- Goal of the exercise -
Write out the listing below word for word, from start to end, and leave out the pictures.
____
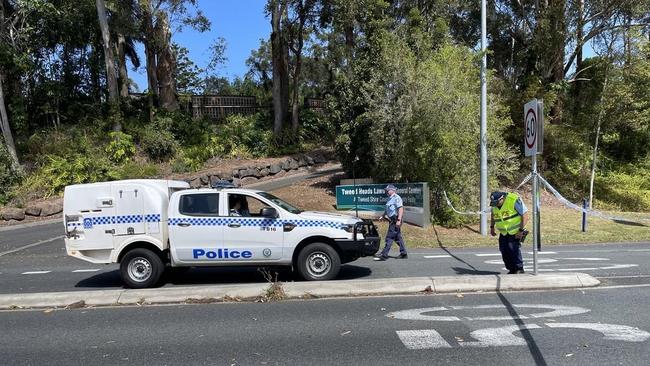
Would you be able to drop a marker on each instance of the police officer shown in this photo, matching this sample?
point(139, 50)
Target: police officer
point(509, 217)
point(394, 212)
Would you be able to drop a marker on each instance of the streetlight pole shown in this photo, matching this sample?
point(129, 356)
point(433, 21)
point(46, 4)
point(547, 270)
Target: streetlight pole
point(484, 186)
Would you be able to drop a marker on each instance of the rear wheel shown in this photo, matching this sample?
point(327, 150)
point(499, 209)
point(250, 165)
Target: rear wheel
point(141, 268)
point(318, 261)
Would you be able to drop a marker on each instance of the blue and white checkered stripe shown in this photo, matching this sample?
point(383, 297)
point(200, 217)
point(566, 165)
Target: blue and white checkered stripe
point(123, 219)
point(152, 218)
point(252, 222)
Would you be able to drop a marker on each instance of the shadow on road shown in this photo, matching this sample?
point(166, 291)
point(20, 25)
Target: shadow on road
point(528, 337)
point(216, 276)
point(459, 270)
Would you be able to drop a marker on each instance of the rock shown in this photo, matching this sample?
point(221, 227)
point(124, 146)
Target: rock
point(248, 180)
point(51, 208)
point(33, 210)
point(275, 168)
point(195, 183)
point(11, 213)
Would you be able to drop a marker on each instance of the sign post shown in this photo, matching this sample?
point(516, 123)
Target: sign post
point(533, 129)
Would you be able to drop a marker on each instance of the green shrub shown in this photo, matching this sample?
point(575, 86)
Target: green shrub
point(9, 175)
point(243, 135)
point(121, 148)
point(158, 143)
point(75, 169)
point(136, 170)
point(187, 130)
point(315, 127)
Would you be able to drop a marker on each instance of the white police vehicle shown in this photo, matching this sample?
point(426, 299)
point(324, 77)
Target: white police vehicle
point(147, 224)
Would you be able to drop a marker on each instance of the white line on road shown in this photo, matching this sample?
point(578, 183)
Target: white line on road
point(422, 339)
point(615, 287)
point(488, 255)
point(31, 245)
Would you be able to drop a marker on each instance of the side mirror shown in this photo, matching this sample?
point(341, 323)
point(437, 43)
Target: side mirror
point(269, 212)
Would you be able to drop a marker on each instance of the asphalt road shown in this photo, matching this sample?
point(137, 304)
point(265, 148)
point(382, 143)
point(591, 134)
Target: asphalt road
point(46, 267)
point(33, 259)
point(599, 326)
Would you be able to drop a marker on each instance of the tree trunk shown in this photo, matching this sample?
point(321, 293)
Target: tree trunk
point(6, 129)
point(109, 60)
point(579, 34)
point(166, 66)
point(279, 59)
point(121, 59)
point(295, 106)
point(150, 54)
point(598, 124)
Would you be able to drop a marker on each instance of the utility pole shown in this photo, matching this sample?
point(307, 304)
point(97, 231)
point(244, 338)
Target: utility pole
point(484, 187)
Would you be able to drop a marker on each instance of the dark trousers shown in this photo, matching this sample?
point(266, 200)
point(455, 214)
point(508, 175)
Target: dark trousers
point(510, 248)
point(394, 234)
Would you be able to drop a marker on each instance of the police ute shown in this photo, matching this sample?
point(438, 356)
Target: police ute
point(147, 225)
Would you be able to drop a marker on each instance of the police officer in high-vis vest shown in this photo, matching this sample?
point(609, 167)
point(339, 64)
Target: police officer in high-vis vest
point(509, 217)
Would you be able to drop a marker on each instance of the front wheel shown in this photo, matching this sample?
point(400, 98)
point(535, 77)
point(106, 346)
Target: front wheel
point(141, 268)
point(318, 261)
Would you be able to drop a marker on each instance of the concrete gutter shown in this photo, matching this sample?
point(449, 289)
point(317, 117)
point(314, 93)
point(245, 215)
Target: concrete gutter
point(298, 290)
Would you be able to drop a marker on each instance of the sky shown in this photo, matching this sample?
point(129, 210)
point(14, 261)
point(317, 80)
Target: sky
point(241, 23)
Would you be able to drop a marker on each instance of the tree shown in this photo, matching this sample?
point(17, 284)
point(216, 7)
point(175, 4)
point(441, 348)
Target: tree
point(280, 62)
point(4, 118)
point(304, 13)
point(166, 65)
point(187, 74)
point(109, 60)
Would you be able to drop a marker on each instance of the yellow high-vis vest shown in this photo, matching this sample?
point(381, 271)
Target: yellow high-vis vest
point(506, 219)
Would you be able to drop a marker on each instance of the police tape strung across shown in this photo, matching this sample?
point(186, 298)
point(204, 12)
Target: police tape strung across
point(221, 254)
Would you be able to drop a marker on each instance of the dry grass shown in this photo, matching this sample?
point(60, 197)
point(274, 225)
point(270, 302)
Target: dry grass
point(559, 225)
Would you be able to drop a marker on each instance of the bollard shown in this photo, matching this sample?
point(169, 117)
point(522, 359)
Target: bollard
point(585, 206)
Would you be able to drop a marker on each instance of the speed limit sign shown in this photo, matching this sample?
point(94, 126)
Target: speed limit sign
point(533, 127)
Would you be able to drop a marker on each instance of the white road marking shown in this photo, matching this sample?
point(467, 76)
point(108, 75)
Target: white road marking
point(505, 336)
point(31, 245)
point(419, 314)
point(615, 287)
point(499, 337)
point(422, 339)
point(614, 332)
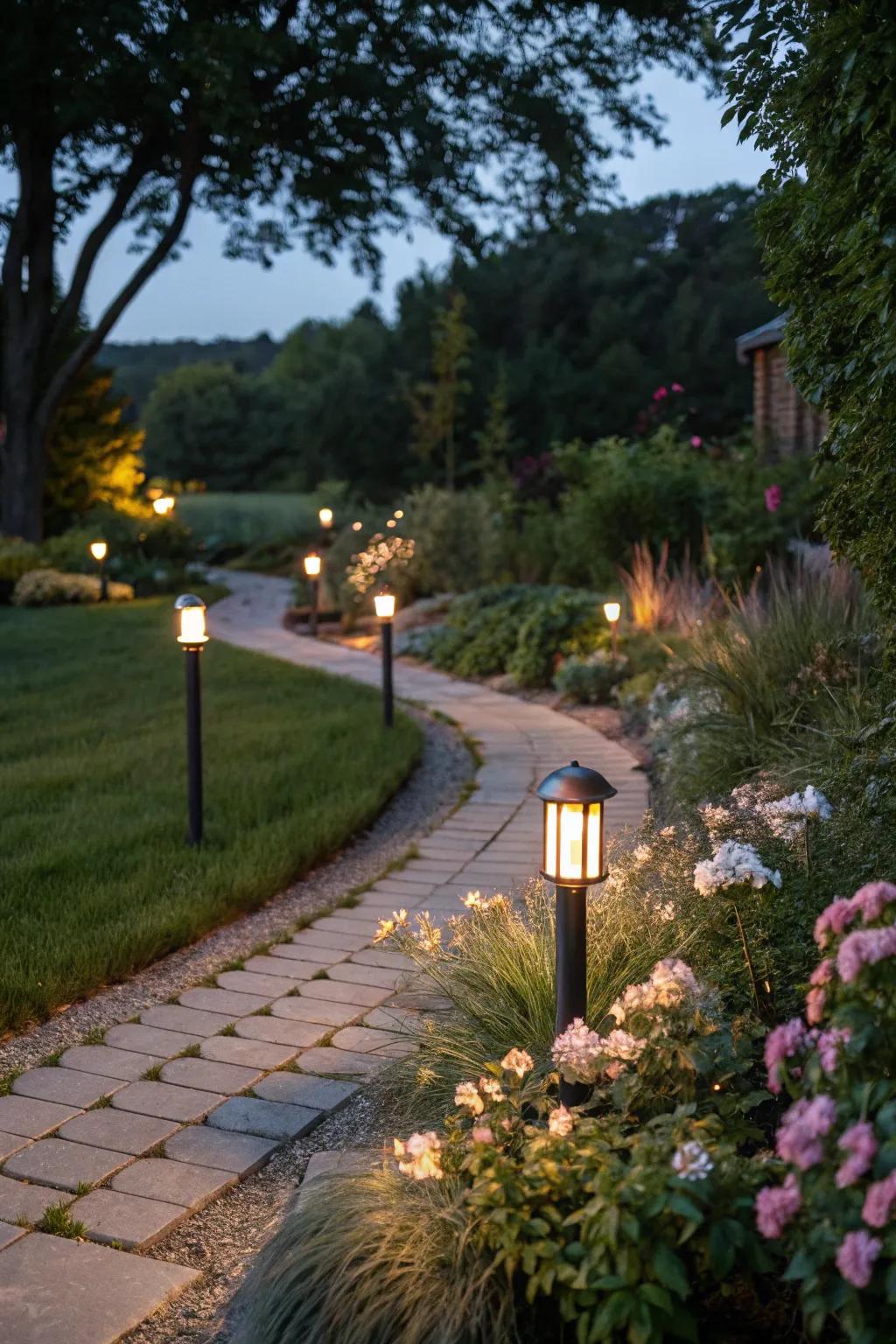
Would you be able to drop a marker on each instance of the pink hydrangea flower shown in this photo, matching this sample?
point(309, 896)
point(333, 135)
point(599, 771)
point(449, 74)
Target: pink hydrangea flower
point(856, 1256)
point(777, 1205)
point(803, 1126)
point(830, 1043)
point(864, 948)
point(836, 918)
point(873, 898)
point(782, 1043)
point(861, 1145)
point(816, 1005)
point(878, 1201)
____
- Completed exercise -
Would you be able to drop a marker on each instance of the police officer shown in this photo, matching this sample?
point(139, 50)
Target: police officer
point(509, 217)
point(394, 212)
Would you be able to drop a marker on each instance of the streetlight pole shown in this photo, matching this sample?
point(129, 356)
point(433, 21)
point(46, 4)
point(547, 270)
Target: streetlight pole
point(484, 186)
Would you be able to drop a marker on each instance of the rear wheel shown in this photo, matching this sample?
point(327, 150)
point(499, 209)
point(250, 165)
Target: rear wheel
point(141, 268)
point(318, 261)
Would you be able to drop a marker on each instance of the blue and white checkered stripe shown in this photo, matching this sample?
point(383, 297)
point(200, 217)
point(566, 165)
Target: blue and white checkered stripe
point(123, 219)
point(152, 218)
point(252, 222)
Would you be able to drop a marker on each instance of the shadow on road shown in this photo, matching this sample?
point(166, 291)
point(20, 25)
Target: shadow on road
point(528, 337)
point(216, 276)
point(459, 270)
Would you be able to drop a marker on each instance of the rock shown in this photo, matching this sample?
point(221, 227)
point(124, 146)
Target: rock
point(248, 180)
point(51, 208)
point(33, 210)
point(275, 168)
point(195, 183)
point(11, 213)
Would you be able to drop a marker on each instance of the sign post shown in this photo, matching this sample?
point(516, 123)
Target: sign post
point(533, 129)
Would you be able to drop a marker on each instance of the green shrub shown in this photo, matching this sample?
point(575, 86)
Target: green shrub
point(9, 175)
point(243, 135)
point(121, 148)
point(158, 143)
point(75, 169)
point(136, 170)
point(187, 130)
point(315, 127)
Would you be able to drop a marker on each instance of the white police vehicle shown in this photo, matching this sample?
point(426, 299)
point(324, 77)
Target: white police vehicle
point(147, 224)
Would you be able to drop a marker on each instance of the white line on road shown in this photo, matching this sample?
point(578, 183)
Target: white line on road
point(422, 339)
point(615, 287)
point(488, 255)
point(31, 245)
Would you be able to drop a marker on each instance of the side mirror shown in this photo, matching this sample?
point(341, 323)
point(437, 43)
Target: side mirror
point(269, 212)
Would you be able to drop a marker on each instance of the asphalt road shown in this photo, matching this sample?
point(137, 304)
point(265, 148)
point(382, 143)
point(591, 134)
Target: asphalt road
point(46, 267)
point(33, 259)
point(599, 326)
Would you be able to drop a marker on each instance of the tree trunk shown in this photo, matching this sample?
point(321, 293)
Target: tree trunk
point(6, 129)
point(109, 60)
point(579, 34)
point(166, 66)
point(279, 59)
point(121, 59)
point(295, 106)
point(150, 54)
point(598, 124)
Would you be able to drop a marker on each instance of the utility pole shown in this photo, matching this sample?
point(307, 304)
point(97, 231)
point(244, 338)
Target: utility pole
point(484, 187)
Would you be able to drop a marker on each instance of the dark trousers shown in this photo, matching this sample?
point(266, 200)
point(455, 214)
point(508, 175)
Target: dark trousers
point(510, 248)
point(394, 234)
Would you be able to drop a marker on each instance of the police ute shown in this photo, matching this sample?
point(438, 356)
Target: police ute
point(147, 225)
Would you be able to drop a marker on each instance of the police officer in high-vis vest shown in this photo, matching this sample?
point(609, 167)
point(339, 64)
Target: police officer in high-vis vest
point(509, 217)
Would you be able to drop a marker on each instance of the front wheel shown in this photo, matching this sample?
point(400, 98)
point(535, 77)
point(106, 346)
Target: front wheel
point(141, 268)
point(318, 261)
Would you be able to drop a marker on each instance of the concrete gutter shown in this photo, matching this sample?
point(449, 289)
point(317, 117)
point(314, 93)
point(245, 215)
Target: concrete gutter
point(298, 290)
Would you be able to drop a marker on each instance of the sky shown in this photo, matching this sample?
point(129, 210)
point(14, 261)
point(317, 80)
Target: sky
point(241, 23)
Would you be able to drop a marker on each instance of the tree shown in this photo, matching this sample?
point(17, 284)
point(216, 7)
point(175, 4)
point(441, 348)
Target: tree
point(280, 62)
point(4, 118)
point(304, 13)
point(166, 65)
point(187, 74)
point(109, 60)
Would you be able to drop a marker on each instance of the yellow high-vis vest shown in this photo, matching this sample?
point(381, 271)
Target: yellow high-vis vest
point(506, 219)
Would you be able to drop a marker on each instance of the police tape strung across shown in this photo, matching this sample?
point(186, 298)
point(204, 12)
Target: police tape strung across
point(221, 254)
Would you be able to drop a marker on each instance of the dry grass shown in this photo, matching this sample?
point(60, 197)
point(274, 225)
point(270, 302)
Target: dry grass
point(559, 225)
Would you be able to drop a marker on each instance of the bollard shown in this photo, matching this sample?
point(169, 117)
point(522, 359)
Target: bollard
point(585, 206)
Would you be able to drop a marker on each instance of the speed limit sign shown in this photo, matching this sample?
point(94, 126)
Target: speed limit sign
point(533, 127)
Would you be able to drop a marker on each instance of the white road marking shown in this photo, matching this sample?
point(467, 76)
point(108, 75)
Target: white road marking
point(505, 336)
point(31, 245)
point(419, 314)
point(615, 287)
point(499, 337)
point(422, 339)
point(614, 332)
Would you be able to drop a marker on each instance of the pink hydrangea flower shown in this photo, matching this sample?
point(309, 896)
point(333, 135)
point(599, 771)
point(449, 74)
Target: pink hydrangea flower
point(856, 1256)
point(777, 1205)
point(803, 1126)
point(830, 1043)
point(864, 948)
point(836, 918)
point(873, 898)
point(782, 1043)
point(861, 1145)
point(816, 1005)
point(878, 1201)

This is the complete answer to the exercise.